■ **What you have to do**:
Lines before the one containing "Target: helmet with green logo" are left out; copy that line and every later line through the end of the data exactly.

■ **Supplied records**:

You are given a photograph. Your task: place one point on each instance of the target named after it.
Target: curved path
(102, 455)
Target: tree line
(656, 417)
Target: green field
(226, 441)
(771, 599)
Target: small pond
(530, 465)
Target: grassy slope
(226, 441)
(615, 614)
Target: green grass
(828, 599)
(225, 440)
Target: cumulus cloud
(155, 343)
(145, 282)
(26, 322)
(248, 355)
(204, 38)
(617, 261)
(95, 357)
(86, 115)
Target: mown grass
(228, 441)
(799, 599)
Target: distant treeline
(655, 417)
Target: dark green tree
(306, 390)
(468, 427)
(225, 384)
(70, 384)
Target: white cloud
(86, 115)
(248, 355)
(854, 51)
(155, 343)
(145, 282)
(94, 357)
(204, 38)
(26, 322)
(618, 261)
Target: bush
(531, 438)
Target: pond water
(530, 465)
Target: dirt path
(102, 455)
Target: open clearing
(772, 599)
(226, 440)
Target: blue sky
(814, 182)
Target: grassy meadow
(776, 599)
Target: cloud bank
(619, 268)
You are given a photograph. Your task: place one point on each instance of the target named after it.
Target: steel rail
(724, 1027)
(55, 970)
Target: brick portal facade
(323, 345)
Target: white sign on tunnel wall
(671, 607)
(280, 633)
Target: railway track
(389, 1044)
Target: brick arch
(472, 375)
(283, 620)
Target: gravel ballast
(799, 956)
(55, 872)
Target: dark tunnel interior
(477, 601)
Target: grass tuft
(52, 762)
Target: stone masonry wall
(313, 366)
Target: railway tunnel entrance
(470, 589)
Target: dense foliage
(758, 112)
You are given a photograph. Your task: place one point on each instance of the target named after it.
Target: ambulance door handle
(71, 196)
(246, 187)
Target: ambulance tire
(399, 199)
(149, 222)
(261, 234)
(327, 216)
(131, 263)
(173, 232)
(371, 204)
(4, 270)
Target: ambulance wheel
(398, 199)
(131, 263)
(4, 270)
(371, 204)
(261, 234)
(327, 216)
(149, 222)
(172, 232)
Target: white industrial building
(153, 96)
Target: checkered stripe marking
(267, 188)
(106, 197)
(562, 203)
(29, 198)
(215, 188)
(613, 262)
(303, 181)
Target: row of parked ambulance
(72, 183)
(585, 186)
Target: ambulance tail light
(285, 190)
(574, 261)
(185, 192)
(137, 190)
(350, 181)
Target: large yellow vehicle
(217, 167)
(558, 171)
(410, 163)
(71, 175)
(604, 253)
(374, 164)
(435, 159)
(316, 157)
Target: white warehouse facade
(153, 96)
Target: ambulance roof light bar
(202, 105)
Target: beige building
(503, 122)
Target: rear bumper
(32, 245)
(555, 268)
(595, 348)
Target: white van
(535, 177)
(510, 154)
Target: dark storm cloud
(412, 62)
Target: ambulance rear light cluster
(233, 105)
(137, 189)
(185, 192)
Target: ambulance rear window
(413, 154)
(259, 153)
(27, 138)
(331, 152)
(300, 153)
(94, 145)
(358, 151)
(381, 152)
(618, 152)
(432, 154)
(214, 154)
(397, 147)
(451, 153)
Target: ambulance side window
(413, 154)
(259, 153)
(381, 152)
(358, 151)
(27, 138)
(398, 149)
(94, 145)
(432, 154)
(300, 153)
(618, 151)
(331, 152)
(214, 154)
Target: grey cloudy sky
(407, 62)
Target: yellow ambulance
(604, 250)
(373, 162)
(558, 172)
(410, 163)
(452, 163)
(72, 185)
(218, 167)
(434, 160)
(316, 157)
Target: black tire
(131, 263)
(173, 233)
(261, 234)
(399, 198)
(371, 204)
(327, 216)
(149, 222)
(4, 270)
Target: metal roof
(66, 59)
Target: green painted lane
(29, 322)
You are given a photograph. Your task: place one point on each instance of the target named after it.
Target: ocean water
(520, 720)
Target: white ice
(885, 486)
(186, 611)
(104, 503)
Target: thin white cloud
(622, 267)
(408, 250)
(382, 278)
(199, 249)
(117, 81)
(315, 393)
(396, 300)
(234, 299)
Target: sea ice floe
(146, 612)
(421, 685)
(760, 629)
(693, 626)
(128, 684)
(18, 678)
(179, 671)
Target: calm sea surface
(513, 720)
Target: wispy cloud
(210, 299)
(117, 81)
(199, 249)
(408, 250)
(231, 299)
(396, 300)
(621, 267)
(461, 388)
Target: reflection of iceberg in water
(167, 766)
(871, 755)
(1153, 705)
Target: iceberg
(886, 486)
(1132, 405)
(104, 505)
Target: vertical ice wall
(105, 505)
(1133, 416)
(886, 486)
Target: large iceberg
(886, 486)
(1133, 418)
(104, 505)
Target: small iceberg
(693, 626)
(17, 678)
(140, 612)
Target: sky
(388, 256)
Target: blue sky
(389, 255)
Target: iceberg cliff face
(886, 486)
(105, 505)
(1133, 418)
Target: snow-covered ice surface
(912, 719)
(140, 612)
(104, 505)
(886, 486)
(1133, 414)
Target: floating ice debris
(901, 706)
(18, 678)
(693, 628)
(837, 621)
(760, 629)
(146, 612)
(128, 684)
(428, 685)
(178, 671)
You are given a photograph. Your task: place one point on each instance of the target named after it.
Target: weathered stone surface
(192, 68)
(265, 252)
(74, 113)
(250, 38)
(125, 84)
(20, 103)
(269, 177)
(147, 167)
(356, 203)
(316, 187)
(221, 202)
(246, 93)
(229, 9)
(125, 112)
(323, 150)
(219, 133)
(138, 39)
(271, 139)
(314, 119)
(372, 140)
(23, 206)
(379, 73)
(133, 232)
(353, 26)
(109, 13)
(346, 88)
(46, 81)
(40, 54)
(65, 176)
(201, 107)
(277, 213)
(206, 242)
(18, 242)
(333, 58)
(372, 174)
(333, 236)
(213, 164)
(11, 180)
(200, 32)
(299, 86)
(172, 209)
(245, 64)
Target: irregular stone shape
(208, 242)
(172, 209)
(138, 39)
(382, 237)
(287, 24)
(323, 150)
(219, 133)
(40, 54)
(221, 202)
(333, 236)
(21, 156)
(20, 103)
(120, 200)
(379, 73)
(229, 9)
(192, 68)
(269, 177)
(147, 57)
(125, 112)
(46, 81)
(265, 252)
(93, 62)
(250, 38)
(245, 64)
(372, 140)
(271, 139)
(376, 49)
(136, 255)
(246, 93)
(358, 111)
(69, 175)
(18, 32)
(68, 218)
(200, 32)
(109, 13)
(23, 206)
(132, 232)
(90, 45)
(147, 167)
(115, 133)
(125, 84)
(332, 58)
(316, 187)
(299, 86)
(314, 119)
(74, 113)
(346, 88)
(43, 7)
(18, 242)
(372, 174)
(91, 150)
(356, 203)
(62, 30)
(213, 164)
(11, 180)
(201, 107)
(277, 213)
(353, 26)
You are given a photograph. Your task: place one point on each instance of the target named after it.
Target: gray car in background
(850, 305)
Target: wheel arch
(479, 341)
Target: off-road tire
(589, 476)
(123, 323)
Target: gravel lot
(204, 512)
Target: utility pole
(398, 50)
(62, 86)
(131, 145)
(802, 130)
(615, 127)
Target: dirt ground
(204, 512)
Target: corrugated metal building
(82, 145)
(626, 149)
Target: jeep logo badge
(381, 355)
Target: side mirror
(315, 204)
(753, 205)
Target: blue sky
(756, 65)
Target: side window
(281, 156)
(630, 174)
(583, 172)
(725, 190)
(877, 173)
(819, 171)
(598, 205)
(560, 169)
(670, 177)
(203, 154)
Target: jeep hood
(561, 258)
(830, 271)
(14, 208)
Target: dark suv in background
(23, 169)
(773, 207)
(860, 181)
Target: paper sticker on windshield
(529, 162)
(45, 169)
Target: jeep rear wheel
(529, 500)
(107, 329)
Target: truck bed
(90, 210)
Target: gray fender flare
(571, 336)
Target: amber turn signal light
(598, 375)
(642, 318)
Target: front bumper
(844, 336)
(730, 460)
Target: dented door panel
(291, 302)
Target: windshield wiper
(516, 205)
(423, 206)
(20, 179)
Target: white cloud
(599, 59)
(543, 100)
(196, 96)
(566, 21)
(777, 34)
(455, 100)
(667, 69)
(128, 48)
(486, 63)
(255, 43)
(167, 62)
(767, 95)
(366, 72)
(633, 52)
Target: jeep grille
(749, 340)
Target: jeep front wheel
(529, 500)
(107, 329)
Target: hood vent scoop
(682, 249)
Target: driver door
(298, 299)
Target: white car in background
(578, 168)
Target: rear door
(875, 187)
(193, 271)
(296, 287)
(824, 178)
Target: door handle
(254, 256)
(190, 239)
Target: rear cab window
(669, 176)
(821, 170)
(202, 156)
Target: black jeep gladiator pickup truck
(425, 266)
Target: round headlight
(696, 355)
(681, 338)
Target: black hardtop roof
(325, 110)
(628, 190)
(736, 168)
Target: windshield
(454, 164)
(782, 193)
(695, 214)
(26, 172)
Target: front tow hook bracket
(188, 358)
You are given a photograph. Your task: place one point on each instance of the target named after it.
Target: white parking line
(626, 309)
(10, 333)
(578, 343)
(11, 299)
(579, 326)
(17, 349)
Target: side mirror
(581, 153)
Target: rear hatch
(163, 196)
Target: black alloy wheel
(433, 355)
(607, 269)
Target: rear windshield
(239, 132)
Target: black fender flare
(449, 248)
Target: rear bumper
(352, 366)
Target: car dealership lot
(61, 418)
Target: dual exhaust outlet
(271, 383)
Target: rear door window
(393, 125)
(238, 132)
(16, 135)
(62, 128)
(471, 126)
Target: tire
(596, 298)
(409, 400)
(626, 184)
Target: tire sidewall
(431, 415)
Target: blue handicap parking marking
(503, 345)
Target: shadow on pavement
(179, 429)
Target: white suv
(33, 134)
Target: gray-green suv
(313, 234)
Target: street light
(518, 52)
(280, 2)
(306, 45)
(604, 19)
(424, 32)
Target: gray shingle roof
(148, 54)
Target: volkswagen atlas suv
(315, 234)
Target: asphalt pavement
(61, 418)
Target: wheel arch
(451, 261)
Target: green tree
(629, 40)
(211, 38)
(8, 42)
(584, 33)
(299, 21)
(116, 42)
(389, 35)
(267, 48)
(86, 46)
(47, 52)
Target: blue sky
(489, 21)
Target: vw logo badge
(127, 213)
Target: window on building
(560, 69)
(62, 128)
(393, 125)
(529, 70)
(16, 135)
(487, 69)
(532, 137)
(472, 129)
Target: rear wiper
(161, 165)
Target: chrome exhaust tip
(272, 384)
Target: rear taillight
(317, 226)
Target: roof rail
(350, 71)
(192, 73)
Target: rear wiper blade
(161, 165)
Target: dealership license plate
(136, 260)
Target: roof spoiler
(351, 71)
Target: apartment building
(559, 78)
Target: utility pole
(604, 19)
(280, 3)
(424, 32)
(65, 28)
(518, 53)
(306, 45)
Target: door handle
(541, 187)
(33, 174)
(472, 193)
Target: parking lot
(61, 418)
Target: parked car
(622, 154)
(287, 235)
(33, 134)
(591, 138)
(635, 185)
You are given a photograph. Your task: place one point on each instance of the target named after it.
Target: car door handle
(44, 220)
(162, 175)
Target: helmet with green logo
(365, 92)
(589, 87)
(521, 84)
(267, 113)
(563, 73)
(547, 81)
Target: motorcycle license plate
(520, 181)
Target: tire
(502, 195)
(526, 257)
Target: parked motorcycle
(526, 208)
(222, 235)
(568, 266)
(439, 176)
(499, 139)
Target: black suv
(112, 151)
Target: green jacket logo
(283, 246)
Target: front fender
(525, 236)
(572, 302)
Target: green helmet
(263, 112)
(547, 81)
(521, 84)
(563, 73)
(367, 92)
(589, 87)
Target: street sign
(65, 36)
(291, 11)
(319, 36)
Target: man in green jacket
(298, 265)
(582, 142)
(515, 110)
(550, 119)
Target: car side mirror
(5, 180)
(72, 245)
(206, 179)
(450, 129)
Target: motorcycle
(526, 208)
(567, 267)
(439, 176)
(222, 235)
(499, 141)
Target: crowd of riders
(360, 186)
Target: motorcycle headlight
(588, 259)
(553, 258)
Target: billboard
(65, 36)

■ **Written response**:
Target: helmet with green logo
(365, 92)
(589, 87)
(521, 84)
(267, 113)
(563, 73)
(547, 81)
Target: motorcycle license plate
(520, 181)
Target: tire
(502, 195)
(526, 257)
Target: parked motorcycle
(526, 208)
(222, 235)
(568, 266)
(439, 176)
(499, 139)
Target: black suv
(112, 151)
Target: green jacket logo
(283, 246)
Target: front fender
(525, 236)
(572, 302)
Target: green helmet
(263, 112)
(547, 81)
(521, 84)
(563, 73)
(367, 92)
(589, 87)
Target: street sign
(65, 36)
(291, 11)
(319, 36)
Target: man in green jacket
(298, 265)
(582, 142)
(515, 110)
(550, 119)
Target: car side mirror
(5, 180)
(72, 245)
(206, 179)
(450, 129)
Target: motorcycle
(526, 208)
(567, 267)
(439, 176)
(222, 235)
(499, 141)
Target: crowd of riders
(360, 186)
Target: motorcycle headlight
(588, 259)
(553, 258)
Target: billboard
(65, 36)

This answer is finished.